Directions:
Exactly reproduce the lines that follow.

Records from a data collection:
=====
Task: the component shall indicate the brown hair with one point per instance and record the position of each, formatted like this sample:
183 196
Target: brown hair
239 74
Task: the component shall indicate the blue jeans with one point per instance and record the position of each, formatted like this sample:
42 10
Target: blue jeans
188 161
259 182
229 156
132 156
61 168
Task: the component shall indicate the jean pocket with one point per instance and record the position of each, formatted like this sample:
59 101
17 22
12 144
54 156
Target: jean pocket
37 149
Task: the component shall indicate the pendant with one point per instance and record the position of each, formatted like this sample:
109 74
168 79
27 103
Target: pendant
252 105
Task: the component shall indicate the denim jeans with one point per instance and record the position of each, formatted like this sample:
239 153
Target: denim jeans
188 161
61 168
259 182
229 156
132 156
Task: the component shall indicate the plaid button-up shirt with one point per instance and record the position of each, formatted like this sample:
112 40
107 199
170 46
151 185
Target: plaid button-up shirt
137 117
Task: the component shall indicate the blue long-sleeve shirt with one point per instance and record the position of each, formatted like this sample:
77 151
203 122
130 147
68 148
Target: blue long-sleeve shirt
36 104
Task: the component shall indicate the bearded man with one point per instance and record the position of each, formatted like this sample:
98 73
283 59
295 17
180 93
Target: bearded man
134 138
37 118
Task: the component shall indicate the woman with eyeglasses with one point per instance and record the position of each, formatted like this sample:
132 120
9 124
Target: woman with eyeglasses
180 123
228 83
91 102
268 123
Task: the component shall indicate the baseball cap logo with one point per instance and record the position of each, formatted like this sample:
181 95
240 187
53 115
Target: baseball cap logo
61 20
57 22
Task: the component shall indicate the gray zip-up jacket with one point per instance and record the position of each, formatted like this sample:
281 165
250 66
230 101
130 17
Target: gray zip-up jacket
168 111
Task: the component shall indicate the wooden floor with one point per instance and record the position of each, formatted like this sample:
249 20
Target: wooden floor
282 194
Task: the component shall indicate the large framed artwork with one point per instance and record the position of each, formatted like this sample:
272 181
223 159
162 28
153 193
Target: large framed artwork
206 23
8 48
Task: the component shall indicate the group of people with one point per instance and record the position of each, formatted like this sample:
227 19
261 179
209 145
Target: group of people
=====
Solved exercise:
Task: the component shall indicate the brown hair with one point per instance and record the position of each, formatted like this sample:
183 196
Target: brown hair
239 74
Task: the component shall indicate the blue jeans with one point per instance and record the position of each, formatted like this sample:
42 10
Target: blue jeans
188 161
259 182
229 156
132 156
61 168
Task: the component shall indicate the jean pocket with one point per instance and record the position of each, formatted like this sample:
59 101
17 22
12 144
54 156
Target: jean pocket
37 149
Task: the component shall indicate the pendant with one point per instance and record the position of each, formatted like this sample:
109 74
168 79
27 103
Target: pendant
252 105
Task: the component shall indicate the denim jeans with one point per instance and record the position of each, formatted like this sample:
239 153
Target: denim jeans
188 161
61 168
259 182
229 156
132 156
Task: the component shall indicate the plaid button-up shirt with one point per instance and record the position of each, formatted like this sample:
112 40
107 199
170 46
151 185
Target: plaid button-up shirt
137 117
Task: the component shall indicate the blue long-sleeve shirt with one point per instance and record the position of each, formatted like this sample:
77 151
203 122
130 147
68 148
Target: blue long-sleeve shirt
36 104
Task: the component shall indicate the bearded man with one point per instance and record the position of each, formatted like this sample:
98 73
283 59
295 17
180 93
Target: bearded man
134 138
37 118
Task: the component shall indicate the woman with eyeglasses with one point per instance and record the position of each, formatted like this sample:
132 120
9 124
Target: woman with eyeglasses
180 123
228 83
91 102
268 123
Task: the component shall indicate the baseball cap logo with one point per instance and record the position of each, formatted like this sample:
181 95
240 187
53 115
Target: baseball cap logo
61 20
57 22
Task: the component shall indicate the gray zip-up jacket with one point per instance and record the position of each, formatted like this sample:
281 165
250 66
230 101
130 17
Target: gray zip-up jacket
168 111
Task: the component shall indicate the wooden floor with one point per instance and record the position of each, formatted like this sample:
249 20
Target: wooden floor
282 194
Task: the component shall indicate the large framed artwork with one point per instance and record the position of each, formatted like this sample:
272 181
223 159
162 28
153 193
Target: large framed artwork
206 23
8 48
Task: the component shall indicate the group of people with one point per instance and record the position of each, formatted like this sample:
227 19
261 179
209 145
Target: group of people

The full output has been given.